Items from a data source:
□ □ □ □ □ □ □
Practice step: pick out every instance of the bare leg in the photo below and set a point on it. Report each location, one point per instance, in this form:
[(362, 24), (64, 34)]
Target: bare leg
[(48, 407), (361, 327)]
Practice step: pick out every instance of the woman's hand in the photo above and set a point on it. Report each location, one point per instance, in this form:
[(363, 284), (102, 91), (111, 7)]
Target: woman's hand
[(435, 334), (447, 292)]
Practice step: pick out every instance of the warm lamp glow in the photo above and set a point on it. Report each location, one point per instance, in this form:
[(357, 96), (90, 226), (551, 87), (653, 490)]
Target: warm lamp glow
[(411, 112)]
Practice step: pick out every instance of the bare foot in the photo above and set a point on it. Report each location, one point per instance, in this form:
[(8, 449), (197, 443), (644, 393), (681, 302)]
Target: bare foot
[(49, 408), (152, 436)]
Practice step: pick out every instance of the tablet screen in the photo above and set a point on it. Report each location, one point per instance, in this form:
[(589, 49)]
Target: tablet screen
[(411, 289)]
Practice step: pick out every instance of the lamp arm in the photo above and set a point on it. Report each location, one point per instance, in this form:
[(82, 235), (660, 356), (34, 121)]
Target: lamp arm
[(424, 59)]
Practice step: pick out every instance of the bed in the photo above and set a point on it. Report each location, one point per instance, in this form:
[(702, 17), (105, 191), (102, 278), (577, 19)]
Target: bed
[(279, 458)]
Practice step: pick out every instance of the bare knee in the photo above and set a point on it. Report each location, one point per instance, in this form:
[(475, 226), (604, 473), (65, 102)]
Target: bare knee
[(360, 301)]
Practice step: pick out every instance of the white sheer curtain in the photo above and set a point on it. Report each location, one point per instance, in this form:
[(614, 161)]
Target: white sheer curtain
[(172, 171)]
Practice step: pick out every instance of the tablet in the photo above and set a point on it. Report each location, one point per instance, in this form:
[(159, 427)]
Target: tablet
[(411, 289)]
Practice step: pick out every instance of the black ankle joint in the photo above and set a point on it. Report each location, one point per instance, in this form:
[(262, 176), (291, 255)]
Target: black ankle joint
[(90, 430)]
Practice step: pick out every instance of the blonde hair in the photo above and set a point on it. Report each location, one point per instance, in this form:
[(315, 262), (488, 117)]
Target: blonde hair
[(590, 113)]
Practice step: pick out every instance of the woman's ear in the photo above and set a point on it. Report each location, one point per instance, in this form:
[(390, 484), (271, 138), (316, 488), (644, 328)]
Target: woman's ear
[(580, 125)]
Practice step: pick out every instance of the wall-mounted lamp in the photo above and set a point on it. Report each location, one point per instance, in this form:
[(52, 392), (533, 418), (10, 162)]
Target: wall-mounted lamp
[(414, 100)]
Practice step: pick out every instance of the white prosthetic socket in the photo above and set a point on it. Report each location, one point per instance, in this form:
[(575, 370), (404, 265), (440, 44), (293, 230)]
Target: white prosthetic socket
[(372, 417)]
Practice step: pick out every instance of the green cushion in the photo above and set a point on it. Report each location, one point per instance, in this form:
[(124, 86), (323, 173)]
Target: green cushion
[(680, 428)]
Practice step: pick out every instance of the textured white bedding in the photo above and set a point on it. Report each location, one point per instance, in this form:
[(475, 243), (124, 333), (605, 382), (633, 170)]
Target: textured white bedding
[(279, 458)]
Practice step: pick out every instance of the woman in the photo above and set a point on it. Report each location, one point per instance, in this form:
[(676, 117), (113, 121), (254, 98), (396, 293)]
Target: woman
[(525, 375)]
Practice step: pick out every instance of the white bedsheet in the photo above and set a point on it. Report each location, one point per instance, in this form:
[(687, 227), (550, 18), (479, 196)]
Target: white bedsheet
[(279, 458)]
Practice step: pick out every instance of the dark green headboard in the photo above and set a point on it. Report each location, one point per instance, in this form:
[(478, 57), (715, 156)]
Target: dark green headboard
□ □ □ □ □ □ □
Every record shown above should appear again in your answer, unchanged.

Practice step: pick out every instance of the bare leg in the photo below and set a point on it. Report each location, one point per instance, in this form:
[(362, 24), (64, 34)]
Target: bare leg
[(48, 407), (361, 327)]
Practice step: pick out every instance of the woman's hand in the photo above and set a point on it. Report each location, one point per instance, in this form:
[(363, 284), (102, 91), (111, 7)]
Target: woman's hand
[(435, 334), (447, 292)]
Practice step: pick out every instance of the warm lamp glow in the photo above and set a point on it. Report each location, one point per instance, in this form:
[(357, 96), (90, 226), (551, 87), (653, 490)]
Target: warm lamp glow
[(411, 112)]
Practice step: pick out every instance of the bare foot in the photo above and set a point on it. Report each location, one point per instance, in this form:
[(8, 449), (197, 443), (644, 393), (681, 302)]
Target: bare foot
[(49, 408), (152, 436)]
Practice step: pick out every instance of the tablet screen in the photo above and set a point on it. Report each location, one point per instance, in this form:
[(589, 49)]
Target: tablet screen
[(411, 289)]
Practice step: pick out every instance of the lamp arm in the photo above and set a point on it. Report each location, one point per instance, in this form:
[(82, 235), (660, 356), (34, 121)]
Target: lamp arm
[(424, 59)]
Practice step: pick out every instance of the bed in the photo above and set a point on it. Report each location, one point per instance, in this form:
[(702, 17), (105, 191), (102, 278), (577, 19)]
Target: bed
[(279, 458)]
Practice step: pick out every instance of the bare knee in the photo above and set a point on it. Report each location, one point per instance, in this form:
[(475, 226), (604, 473), (65, 102)]
Target: bare knee
[(360, 301)]
Practice step: pick out every instance of the white sheer curtain in the photo above and set a point on it. Report each location, one point per instance, in this form:
[(614, 161)]
Target: white sheer curtain
[(172, 171)]
Practice step: pick out every instance of the tablet in the photo above and set a point on it. Report each location, one point per instance, in this form:
[(159, 427)]
Target: tablet
[(411, 289)]
Practice step: pick out every instance of the black ankle joint in the photo above and set a point on it. Report each location, one point per instance, in this form:
[(262, 176), (291, 255)]
Target: black ankle joint
[(90, 430)]
Practice step: pick out every instance of the blonde hair in the photo above and set a point on it. Report each location, one point per instance, in this form:
[(315, 262), (488, 117)]
Target: blonde hair
[(590, 113)]
Practice step: pick out every instance of the woman's ear in the photo above and set a point on it. Report each location, one point per instance, in this form:
[(390, 484), (271, 138), (316, 488), (644, 328)]
Target: woman's ear
[(580, 125)]
Practice step: pick out every instance of the wall-mounted lamp in the photo above and set a point on it. Report each location, one point per instance, in this form:
[(52, 392), (533, 418), (10, 162)]
Target: wall-mounted lamp
[(414, 100)]
Practice step: pick out every instance of the white prosthetic socket in the photo above and set a point on it. Report each location, one point per instance, in this form:
[(575, 370), (404, 265), (440, 44), (293, 230)]
Target: white prosthetic socket
[(372, 417)]
Practice step: pick out every instance of the green cushion in the photo above and set a point on it. Report each location, one point per instance, in this form:
[(124, 86), (323, 173)]
Target: green cushion
[(680, 428)]
Practice step: pick out every instance of the textured white bedding in the photo above and set a point on it. Report each location, one point per instance, in this form:
[(475, 243), (124, 333), (605, 382), (633, 170)]
Target: textured white bedding
[(279, 458)]
Practice step: pick out every instance of the woman in the photo above and set a point on it. Report each location, one point per instance, in this form:
[(676, 117), (113, 121), (254, 98), (396, 293)]
Target: woman
[(525, 375)]
Practice step: pick out every instance of the white bedsheet in the photo above and set a point on it. Report each location, one point per instance, in this form:
[(687, 227), (550, 18), (479, 196)]
Target: white bedsheet
[(279, 458)]
Practice step: pick out every instance of the dark green headboard in the photo above and set a point on it. Report each location, one point per instance, in this form:
[(478, 57), (715, 156)]
Target: dark green headboard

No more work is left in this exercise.